## DOCUMENT SOURCE
• • • • •
Même s’il ne perçoit pas son travail d’éducation comme une « mission », Lilian Thuram nous explique en quelques mots ce qui l’a poussé à s’y consacrer. Né en Guadeloupe, il arrive à neuf ans en région parisienne : et c’est à son arrivée en France qu’il « devient noir », selon sa propre expression. Sa mère lui a inculqué l’idée que le racisme des Blancs était une fatalité. Mais, loin d’être une fatalité, ce racisme est en réalité un produit de l’histoire de l’esclavage, qui aujourd’hui encore reste un tabou, et n’est pas racontée comme elle le devrait, selon lui. L’esclavage en tant que système économique a construit un discours d’infériorité dont il reste encore des traces aujourd’hui, et il est donc nécessaire de l’étudier, et plus généralement d’étudier l’histoire afin de prendre conscience, par exemple, que nous sommes encore aujourd’hui les héritiers du discours « nous/eux » qui se met en place lors de la controverse de Valladolid. Ce travail sur l’Histoire lui a également permis d’éclairer certains aspects de son histoire personnelle. Par exemple, le fait d’apprendre que dans le Code noir (1685-1848), code qui règle la vie des esclaves dans les colonies françaises, les hommes noirs sont désignés comme « géniteurs » et non pas comme « pères » lui a permis de mieux comprendre sa famille, dans laquelle il est l’un des cinq enfants, nés chacun d’un père différent.
Cependant, ce travail de recherche et d’éducation, bien qu’essentiel, ne suffit pas. Il doit s’accompagner d’un travail de mémoire réalisé collectivement, sur l’histoire de l’esclavage, et plus généralement, sur l’histoire des « mécanismes de supériorité », et leurs héritages. Pour certains personnages ou certaines références historiques très enracinés, tels que Colbert, qui a préparé le Code Noir à la demande de Louis XIV, le travail de mémoire est problématique, et difficile à réaliser. Le plus important, selon Lilian Thuram, n’est pas de rejeter en bloc toutes ces références, mais de « questionner » ces figures historiques, leur rôle, leur héritage. Il est souvent complexe pour un pays de reconnaître son passé, et le manque de courage politique que l’on observe parfois n’aide pas à résoudre ces questions, remarque-t-il.
• • • • •
## LISTING SOURCE
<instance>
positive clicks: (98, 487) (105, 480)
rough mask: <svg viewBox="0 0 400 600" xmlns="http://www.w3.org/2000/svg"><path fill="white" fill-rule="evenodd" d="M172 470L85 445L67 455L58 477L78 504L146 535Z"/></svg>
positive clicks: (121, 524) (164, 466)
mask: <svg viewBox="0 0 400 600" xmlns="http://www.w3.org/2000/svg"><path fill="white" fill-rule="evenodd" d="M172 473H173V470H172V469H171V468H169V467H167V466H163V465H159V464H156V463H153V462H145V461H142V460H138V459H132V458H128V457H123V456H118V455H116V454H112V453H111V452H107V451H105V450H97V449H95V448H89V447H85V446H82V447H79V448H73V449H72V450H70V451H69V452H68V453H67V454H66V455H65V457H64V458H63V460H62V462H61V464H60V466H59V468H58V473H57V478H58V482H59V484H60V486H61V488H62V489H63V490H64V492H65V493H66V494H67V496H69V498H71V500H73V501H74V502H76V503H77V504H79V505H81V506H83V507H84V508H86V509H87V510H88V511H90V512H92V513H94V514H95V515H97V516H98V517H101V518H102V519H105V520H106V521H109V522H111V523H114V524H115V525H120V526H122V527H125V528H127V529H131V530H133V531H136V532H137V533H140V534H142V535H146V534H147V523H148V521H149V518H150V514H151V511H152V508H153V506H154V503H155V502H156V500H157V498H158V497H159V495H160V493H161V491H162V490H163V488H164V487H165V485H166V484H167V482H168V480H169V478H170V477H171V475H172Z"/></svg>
• • • • •
## CONSIGNE ÉCRITE 1
Présente sous forme de liste JSON de chaînes les lignes du listing, depuis son début jusqu'à la ligne qui contient "positive clicks: (121, 524) (164, 466)", celle-ci incluse. Mets une chaîne par ligne et omets les lignes vides.
## CONSIGNE ÉCRITE 2
Poursuis le texte sur Lilian Thuram et la mémoire de l'esclavage à partir de sa dernière phrase.

## RÉSULTAT ATTENDU 1
[
  "<instance>",
  "positive clicks: (98, 487) (105, 480)",
  "rough mask: <svg viewBox=\"0 0 400 600\" xmlns=\"http://www.w3.org/2000/svg\"><path fill=\"white\" fill-rule=\"evenodd\" d=\"M172 470L85 445L67 455L58 477L78 504L146 535Z\"/></svg>",
  "positive clicks: (121, 524) (164, 466)"
]

## RÉSULTAT ATTENDU 2
« Questionner » certaines figures historiques, pour changer la mémoire, mais aussi en mettre d’autres en valeur : c’est ce qu’il a voulu faire dans son livre Mes étoiles noires : de Lucy à Barack Obama. Il nous explique qu’avec cet ouvrage où il a compilé quarante-cinq portraits de ses références et inspirations, il a voulu enrichir les connaissances et les imaginaires de ses lecteurs, car pour beaucoup, l’histoire noire commence avec l’esclavage. Parmi ses sources d’inspiration, il citera Frantz Fanon, qui a beaucoup travaillé sur l’estime de soi, un concept primordial à ses yeux. En effet, ce que des expériences réalisées à Harlem ont contribué à montrer dès les années 1950, c’est le manque d’estime de soi ancré chez les enfants noirs : dans cette expérience, des enfants noirs sont mis face à deux poupées, l’une blanche et l’une noire. On leur demande ensuite de juger les deux poupées selon plusieurs critères : les enfants attribuent tous les défauts à la poupée noire, tout en s’identifiant à elle. L’éducation a donc un rôle immense à jouer dans la construction de l’estime de soi, dès l’enfance : partager ses « étoiles noires » avec un jeune public, c’est leur offrir des modèles, des références qui deviendront peut-être aussi les leurs.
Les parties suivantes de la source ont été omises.